_Exercise tasks:_
a) Translate this sentence from the used car price regression write-up into Spanish: "We will start with the mileage variable as this is the most obvious predictor of car price."
b) In the used car price regression write-up, transcribe the stretch from "# Load the Kelly" through "format = 'markdown')".

_Document segment:_
○ ○ ○
Assignment Question

Using R, build a multiple regression model for data that interests you. Include in this model at least one quadratic term, one dichotomous term, and one dichotomous vs. quantitative interaction term. Interpret all coefficients. Conduct residual analysis. Was the linear model appropriate? Why or why not?

Assignment Response.

My response to this weeks discussion topic was inspired by a paper by Shounda Kuiper called "Introduction to Multiple Regression: How Much Is Your Car Worth?" The data set I will use for this discussion was collected from Kelly Blue Book comprising of 804 observations of used GM cars. The dataset can be downloaded via the Journal of Statistics Education data archive (the original file name is kuiper.xls).

Dataset Exploration

First we will import the dataset into R and then take a brief look at the data.

# Load the Kelly Blue Book used GM cars dataset into R. 7 of the columns in the data set
# contain only NA values, so we only import the first 12 columns that contain actual data.
cars_dataset <- read.csv('https://raw.githubusercontent.com/stephen-haslett/data605/data605-week-13/KellyBlueBookCarSales.csv')[ ,1:12]

# Attach the dataset so we can easily access the variables.
attach(cars_dataset)

# Look at a sample of the dataset, and count the number of observations.
kable(head(cars_dataset), format = 'markdown')
Price Mileage Make Model Trim Type Cylinder Liter Doors Cruise Sound Leather
17314.10 8221 Buick Century Sedan 4D Sedan 6 3.1 4 1 1 1
17542.04 9135 Buick Century Sedan 4D Sedan 6 3.1 4 1 1 0
16218.85 13196 Buick Century Sedan 4D Sedan 6 3.1 4 1 1 0
16336.91 16342 Buick Century Sedan 4D Sedan 6 3.1 4 1 0 0
16339.17 19832 Buick Century Sedan 4D Sedan 6 3.1 4 1 0 1
15709.05 22236 Buick Century Sedan 4D Sedan 6 3.1 4 1 1 0
nrow(cars_dataset)
## [1] 804

As we can see from the above table, the dataset contains 804 observations of used GM cars, and 12 variables: Price, Mileage, Make, Model, Trim, Type, Cylinder, Liter, Doors, Cruise, Sound, and Leather.

The aim of this exercise is to establish which of the following variables are the best predictors of car price: Mileage, Make, Model, Trim, Type, Cylinder, Liter, Doors, Cruise, Sound, Leather.

 

Linear Models

 

Mileage vs price model

We will start with the mileage variable as this is the most obvious predictor of car price. For this, we will run a simple linear model to see if this is indeed the case.

# Run a model to check if car mileage has a linear relationship with car price.
priceMileageModel <- lm(Price ~ Mileage, cars)
summary(priceMileageModel)
## 
## Call:
## lm(formula = Price ~ Mileage, data = cars)
○ ○ ○
_Data supplied:_
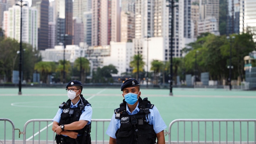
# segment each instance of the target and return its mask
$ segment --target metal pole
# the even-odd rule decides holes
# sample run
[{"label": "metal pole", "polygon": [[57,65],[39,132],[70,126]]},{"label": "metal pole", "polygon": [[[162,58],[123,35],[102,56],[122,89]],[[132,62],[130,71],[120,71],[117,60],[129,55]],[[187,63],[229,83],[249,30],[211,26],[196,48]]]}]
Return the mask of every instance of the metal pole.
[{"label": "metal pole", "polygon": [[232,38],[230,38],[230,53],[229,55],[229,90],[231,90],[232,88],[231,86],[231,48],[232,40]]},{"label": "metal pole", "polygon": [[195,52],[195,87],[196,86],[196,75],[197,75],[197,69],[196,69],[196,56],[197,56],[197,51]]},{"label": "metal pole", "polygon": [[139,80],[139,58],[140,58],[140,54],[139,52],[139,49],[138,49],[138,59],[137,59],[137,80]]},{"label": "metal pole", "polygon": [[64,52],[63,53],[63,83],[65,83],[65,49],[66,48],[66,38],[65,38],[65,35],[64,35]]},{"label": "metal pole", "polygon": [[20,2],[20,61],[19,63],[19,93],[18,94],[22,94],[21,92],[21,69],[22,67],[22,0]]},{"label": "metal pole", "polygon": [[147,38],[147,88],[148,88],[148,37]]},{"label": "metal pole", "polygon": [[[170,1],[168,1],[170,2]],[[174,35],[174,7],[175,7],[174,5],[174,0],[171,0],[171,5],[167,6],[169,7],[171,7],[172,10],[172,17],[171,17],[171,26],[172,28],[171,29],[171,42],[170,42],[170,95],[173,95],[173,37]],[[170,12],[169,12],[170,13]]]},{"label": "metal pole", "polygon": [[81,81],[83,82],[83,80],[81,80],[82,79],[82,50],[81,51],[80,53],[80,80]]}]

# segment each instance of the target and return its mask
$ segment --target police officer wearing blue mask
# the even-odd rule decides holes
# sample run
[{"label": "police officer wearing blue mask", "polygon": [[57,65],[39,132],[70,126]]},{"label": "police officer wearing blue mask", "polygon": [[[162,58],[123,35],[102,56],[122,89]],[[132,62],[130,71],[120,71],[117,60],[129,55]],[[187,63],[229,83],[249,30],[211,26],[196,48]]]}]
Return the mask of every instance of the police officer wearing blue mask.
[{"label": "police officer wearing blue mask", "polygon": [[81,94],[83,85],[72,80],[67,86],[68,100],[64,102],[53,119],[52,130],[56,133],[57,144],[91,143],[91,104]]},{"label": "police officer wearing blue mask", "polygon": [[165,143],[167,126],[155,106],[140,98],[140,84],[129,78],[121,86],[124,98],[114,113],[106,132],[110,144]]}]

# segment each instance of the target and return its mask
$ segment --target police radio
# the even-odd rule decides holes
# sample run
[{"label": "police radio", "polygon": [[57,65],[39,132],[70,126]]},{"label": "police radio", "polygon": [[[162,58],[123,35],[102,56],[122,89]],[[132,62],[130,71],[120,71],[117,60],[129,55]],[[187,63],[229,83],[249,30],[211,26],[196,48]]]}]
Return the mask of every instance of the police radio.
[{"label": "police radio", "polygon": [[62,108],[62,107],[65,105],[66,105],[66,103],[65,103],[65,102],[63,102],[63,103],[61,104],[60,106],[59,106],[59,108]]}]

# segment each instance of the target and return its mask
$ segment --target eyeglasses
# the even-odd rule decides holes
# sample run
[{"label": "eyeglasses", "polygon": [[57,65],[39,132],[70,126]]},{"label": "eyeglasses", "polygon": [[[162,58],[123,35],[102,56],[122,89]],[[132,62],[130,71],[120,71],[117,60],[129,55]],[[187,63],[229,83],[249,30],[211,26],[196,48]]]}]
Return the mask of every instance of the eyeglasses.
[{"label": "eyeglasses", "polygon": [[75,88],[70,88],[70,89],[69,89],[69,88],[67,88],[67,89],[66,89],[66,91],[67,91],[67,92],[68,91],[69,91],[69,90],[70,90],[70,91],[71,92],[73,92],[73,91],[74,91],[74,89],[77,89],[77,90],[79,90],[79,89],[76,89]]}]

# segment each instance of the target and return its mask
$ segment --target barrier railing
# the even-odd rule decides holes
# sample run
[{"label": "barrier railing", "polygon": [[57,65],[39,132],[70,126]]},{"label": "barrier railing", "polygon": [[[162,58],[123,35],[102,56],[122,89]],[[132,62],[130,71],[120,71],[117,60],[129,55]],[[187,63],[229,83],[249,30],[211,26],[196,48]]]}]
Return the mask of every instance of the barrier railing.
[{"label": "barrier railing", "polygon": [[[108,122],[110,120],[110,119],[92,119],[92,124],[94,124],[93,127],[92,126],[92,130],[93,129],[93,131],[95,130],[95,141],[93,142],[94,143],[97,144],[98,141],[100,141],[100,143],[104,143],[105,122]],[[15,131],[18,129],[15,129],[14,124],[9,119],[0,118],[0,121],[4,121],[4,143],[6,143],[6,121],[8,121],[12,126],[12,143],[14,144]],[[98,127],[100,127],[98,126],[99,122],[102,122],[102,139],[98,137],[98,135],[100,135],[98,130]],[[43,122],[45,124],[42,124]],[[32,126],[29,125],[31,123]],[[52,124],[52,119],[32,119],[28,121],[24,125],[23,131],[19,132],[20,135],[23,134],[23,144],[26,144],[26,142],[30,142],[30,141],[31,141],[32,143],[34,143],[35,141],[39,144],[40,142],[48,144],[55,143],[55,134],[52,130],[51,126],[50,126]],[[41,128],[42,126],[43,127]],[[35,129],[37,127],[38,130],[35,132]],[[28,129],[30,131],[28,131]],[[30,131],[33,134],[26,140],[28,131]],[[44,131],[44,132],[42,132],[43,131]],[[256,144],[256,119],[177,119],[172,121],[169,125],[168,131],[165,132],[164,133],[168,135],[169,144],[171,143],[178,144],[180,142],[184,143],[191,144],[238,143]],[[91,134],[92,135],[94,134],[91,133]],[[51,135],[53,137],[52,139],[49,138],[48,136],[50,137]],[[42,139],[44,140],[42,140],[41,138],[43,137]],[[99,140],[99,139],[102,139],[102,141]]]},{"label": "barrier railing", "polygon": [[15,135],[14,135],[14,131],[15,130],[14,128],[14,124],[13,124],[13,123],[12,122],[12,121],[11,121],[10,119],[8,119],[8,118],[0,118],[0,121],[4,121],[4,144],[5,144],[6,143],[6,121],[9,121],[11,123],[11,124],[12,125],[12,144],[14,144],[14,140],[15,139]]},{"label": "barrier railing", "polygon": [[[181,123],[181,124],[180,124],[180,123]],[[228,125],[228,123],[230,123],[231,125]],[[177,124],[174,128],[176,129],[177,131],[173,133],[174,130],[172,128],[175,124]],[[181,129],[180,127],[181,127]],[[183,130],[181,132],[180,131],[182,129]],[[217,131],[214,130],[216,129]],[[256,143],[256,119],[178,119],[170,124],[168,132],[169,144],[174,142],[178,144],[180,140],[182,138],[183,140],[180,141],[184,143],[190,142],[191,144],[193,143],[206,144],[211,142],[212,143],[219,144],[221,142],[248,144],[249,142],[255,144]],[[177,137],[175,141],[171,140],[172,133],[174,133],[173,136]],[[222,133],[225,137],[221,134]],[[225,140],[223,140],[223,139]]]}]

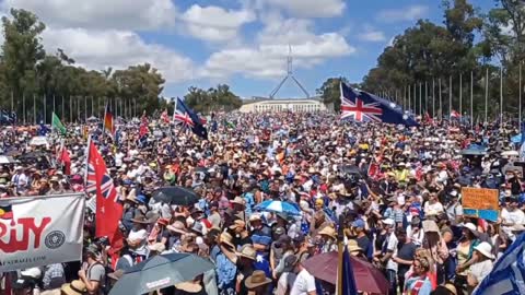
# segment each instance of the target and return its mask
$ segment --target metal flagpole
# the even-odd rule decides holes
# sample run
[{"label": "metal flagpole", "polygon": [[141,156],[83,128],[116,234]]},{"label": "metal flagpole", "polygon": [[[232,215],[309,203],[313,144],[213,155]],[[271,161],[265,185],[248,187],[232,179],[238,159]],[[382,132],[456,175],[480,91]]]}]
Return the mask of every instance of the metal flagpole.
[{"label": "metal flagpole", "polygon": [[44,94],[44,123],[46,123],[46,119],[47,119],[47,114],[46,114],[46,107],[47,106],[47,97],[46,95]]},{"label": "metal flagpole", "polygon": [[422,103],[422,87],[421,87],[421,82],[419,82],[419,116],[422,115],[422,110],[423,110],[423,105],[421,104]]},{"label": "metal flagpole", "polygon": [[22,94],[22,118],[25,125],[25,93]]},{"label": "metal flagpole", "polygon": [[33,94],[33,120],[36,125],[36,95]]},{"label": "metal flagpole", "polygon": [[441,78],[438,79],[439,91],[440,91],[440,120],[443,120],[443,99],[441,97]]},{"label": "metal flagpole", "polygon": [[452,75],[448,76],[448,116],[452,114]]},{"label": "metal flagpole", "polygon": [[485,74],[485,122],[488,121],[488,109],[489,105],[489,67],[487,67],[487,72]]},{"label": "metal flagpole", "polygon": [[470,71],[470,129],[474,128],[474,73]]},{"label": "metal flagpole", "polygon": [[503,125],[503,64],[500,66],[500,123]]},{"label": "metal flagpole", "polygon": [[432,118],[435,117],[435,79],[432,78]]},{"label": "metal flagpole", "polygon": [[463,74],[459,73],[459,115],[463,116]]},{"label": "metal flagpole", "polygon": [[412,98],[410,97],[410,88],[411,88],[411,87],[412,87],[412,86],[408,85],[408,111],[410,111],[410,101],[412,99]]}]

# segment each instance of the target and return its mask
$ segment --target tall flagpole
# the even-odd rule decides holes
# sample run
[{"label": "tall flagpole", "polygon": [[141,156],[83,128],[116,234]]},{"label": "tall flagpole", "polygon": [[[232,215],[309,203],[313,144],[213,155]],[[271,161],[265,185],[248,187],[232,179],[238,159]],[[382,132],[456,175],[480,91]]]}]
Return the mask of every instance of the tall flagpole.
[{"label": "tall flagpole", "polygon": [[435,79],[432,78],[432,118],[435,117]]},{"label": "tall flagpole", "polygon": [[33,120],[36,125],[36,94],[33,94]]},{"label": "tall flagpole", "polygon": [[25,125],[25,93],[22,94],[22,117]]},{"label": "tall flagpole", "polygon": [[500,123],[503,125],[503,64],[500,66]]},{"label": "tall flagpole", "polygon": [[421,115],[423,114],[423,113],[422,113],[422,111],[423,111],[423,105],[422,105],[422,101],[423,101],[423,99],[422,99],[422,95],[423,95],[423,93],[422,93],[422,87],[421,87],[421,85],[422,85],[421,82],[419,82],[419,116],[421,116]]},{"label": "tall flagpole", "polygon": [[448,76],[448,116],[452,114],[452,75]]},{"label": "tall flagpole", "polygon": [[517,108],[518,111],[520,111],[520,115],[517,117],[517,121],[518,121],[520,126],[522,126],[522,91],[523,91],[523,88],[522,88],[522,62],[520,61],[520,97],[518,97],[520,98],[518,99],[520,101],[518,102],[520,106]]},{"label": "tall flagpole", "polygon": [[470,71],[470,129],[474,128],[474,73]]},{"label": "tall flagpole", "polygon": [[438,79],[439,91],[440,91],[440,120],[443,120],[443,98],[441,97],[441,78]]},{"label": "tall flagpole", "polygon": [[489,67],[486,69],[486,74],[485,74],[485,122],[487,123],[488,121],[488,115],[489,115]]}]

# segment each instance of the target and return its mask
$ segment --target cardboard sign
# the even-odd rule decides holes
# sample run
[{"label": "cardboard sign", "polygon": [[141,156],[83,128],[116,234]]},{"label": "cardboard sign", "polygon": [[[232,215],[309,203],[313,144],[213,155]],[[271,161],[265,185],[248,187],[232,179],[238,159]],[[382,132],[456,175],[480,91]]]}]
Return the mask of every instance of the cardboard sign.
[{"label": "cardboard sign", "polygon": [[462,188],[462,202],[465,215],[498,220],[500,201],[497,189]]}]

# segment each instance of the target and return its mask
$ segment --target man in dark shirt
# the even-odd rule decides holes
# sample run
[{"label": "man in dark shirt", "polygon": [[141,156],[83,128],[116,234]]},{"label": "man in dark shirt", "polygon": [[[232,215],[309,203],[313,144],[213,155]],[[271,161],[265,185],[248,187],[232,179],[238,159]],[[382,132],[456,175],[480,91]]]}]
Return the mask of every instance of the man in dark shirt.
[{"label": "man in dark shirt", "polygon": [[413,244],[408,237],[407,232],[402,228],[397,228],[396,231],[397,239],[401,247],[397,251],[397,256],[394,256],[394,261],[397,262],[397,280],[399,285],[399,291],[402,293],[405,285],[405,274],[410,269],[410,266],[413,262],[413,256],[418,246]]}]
○ ○ ○
_Solutions to each task:_
a) Comenzaremos con la variable de millaje, ya que es el predictor más obvio del precio de un automóvil.

b)
# Load the Kelly Blue Book used GM cars dataset into R. 7 of the columns in the data set
# contain only NA values, so we only import the first 12 columns that contain actual data.
cars_dataset <- read.csv('https://raw.githubusercontent.com/stephen-haslett/data605/data605-week-13/KellyBlueBookCarSales.csv')[ ,1:12]

# Attach the dataset so we can easily access the variables.
attach(cars_dataset)

# Look at a sample of the dataset, and count the number of observations.
kable(head(cars_dataset), format = 'markdown')